• [Document section]:
╭──
STATUS, CANCEL, ARCHIVE

Operation

The master program sends a STATUS message to determine if the archiver is idle. If it is, then the master program copies content items into the archiver's working directory and sends an ARCHIVE message. Upon completion the archiver sends another STATUS message to the master program which then copies out the new archive file and clears the archiver's working directory.

5.5 Downloader

Description

The downloader is responsible for parsing download requests from users and downloading the requested content. It will consist of the GNU Wget program which will perform the actual downloading and a wrapper C program which will serve as the interface between Wget and the master program.

Messages

STATUS, CANCEL, DOWNLOAD

Operation

The master program sends a STATUS message to determine if the downloader is idle. If it is, then the master program sends a DOWNLOAD message with the requests to be downloaded. Upon completion the downloader sends another STATUS message to the master program which then copies the downloaded content out of, and clears, the downloader's working directory.

5.6 Database

The system will use a mySQL database to store user, content, and log data. There is no wrapper program for the database; it will be directly accessed by the master program. The interface between the database and master program will be the mySQL C API. The database schema is described under the same-named section of this document.

5.7 File space

Description

The file space is the folder on the server's hard drive that will contain all users' content. There will be one root folder containing a subfolder for each username in the system. User content will be stored under this path: $ContentRoot/$Username/

Each content item will be named after its ID number in the database. So if a content item is stored with an ID of 123456, then it will be stored in the file space as: $ContentRoot/$Username/123456.content

All content items will be named with this method; whether it is downloaded content or an archive. Folder hierachies will be stored in the database. Therefore, all content items for a user will be stored in the single path given above. With this method content does not need to be rearranged on the hard drive everytime the user moves it to another folder.

Interfaces

There is no wrapper program for the file space. File operations are directly called by the master program. The only operations which will need to be performed on the file space are: copying content into and out of file space, and deleting (permanently) content.

5.8 Configuration file

A simple XML file which stores all of the configuration information for the system. The system only reads the file, so any changes need to manually be performed by the system administrator.

5.9 Client plug-in

Description

The client plug-in will be a Java program which receives requests to download content from the user and then forwards those requests to the server for processing. It will be written in Java to allow operation on multiple platforms. The client plug-in will take content download requests from the user, wrap the request(s) in a messaging format, and then send these messages to the server over a connection it has already setup.
╰──
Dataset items
╭──
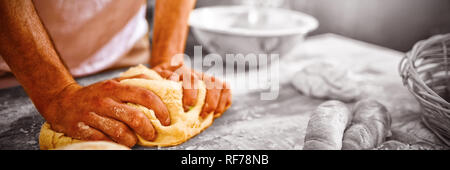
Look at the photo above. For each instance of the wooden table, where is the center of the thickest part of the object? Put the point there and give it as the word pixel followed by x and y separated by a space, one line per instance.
pixel 252 123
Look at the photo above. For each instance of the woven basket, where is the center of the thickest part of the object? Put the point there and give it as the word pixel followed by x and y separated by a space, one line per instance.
pixel 426 73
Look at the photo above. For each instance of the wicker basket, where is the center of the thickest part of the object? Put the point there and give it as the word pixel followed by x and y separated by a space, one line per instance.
pixel 426 73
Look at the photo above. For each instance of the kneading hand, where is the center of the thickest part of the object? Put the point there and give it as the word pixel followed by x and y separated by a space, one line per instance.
pixel 100 112
pixel 218 93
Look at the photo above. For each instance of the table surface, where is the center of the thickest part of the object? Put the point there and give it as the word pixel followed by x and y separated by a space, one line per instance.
pixel 252 123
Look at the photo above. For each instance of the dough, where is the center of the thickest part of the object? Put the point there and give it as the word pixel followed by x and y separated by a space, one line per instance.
pixel 326 81
pixel 95 145
pixel 184 125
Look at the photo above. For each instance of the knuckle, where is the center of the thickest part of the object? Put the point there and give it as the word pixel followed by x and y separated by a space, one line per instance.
pixel 109 84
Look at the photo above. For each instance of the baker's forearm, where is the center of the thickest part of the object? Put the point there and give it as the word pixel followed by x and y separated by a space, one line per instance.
pixel 29 52
pixel 170 29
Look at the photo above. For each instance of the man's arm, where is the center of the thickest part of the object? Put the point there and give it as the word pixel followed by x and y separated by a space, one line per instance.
pixel 94 112
pixel 170 29
pixel 29 52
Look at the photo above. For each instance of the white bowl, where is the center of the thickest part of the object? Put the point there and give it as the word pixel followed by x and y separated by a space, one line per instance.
pixel 236 30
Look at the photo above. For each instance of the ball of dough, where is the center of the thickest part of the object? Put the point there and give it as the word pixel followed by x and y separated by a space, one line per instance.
pixel 184 125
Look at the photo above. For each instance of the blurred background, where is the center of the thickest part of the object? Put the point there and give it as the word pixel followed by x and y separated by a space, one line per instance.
pixel 396 24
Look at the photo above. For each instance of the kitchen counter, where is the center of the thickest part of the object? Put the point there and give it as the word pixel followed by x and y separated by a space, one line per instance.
pixel 252 123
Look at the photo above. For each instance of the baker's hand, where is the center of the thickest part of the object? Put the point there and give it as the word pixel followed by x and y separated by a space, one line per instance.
pixel 100 112
pixel 218 93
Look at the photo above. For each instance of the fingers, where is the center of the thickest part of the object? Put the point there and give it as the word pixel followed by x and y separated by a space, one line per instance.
pixel 224 102
pixel 116 130
pixel 212 97
pixel 144 97
pixel 141 76
pixel 82 131
pixel 129 115
pixel 190 91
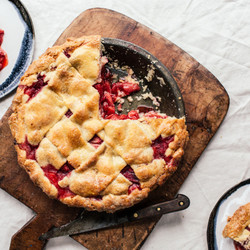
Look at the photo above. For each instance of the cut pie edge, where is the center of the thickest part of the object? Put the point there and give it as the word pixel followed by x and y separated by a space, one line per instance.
pixel 110 202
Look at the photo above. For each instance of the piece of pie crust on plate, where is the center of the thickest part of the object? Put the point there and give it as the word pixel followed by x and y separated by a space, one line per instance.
pixel 72 142
pixel 238 227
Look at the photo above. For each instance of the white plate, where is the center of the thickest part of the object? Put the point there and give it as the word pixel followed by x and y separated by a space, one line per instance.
pixel 18 43
pixel 234 198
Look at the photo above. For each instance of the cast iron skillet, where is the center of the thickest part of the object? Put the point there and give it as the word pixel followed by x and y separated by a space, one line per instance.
pixel 139 60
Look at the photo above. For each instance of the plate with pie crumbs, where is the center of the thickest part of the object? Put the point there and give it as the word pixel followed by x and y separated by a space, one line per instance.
pixel 16 44
pixel 231 204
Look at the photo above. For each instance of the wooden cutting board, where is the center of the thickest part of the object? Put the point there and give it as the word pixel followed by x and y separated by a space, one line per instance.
pixel 206 103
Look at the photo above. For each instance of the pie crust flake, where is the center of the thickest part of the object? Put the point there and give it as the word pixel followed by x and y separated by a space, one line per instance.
pixel 238 227
pixel 72 142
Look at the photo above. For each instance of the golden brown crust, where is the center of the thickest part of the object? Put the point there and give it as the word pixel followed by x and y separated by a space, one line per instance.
pixel 69 71
pixel 238 222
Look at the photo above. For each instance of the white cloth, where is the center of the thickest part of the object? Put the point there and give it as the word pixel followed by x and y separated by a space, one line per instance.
pixel 216 33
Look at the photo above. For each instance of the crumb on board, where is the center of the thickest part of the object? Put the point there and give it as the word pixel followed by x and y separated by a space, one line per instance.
pixel 151 72
pixel 153 98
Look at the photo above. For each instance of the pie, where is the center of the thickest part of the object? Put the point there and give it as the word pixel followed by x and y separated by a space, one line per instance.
pixel 238 228
pixel 75 145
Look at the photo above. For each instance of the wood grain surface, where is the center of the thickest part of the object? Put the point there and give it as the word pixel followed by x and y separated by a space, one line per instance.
pixel 206 103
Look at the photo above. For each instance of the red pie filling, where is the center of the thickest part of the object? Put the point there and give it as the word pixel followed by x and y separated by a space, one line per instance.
pixel 109 93
pixel 3 55
pixel 55 176
pixel 35 88
pixel 29 149
pixel 129 173
pixel 160 145
pixel 96 141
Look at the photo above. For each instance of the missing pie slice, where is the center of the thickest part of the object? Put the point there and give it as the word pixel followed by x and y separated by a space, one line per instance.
pixel 72 142
pixel 238 228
╰──
• [Problem]:
Extend the system design document beyond its final sentence, carrying on within the client plug-in section.

• [Response]:
Components

The client pug-in will consist of a Mozilla Firefox extension which provides an interface to the user, a Java program which handles the users requests, and a TCP socket to the server over which to send the content requests. The Java program will contain a public class which is exported to the user interface.

Interfaces

Mozilla Firefox extension, Java program

Communication between the Mozilla Firefox extension and the Java program will be done using LiveConnect . Content download requests from the user interface will be simple text strings. Below is a table of the various download options available to the user. The input is passed to the Java program exactly as it appears in the input dialog in the user interface.

Functions exported to user interface:

NOTE: All functions throw exceptions if errors occur.

Connect(String user, String passwd) -- Attempts to establish TCP connection with server and authenticate user. Returns true if successful.

Disconnect() -- De-authenticates user from server and closes TCP connection. Returns true if successful.

DownloadContent (String input) -- Takes given input string and attempts to pass it to the server. No return value.

GetPreferences () -- Returns an XMLObject containing all of the client plug-in's preferences.

SetPreferences (XMLObject pref) -- Sets the client plug-in's preferences.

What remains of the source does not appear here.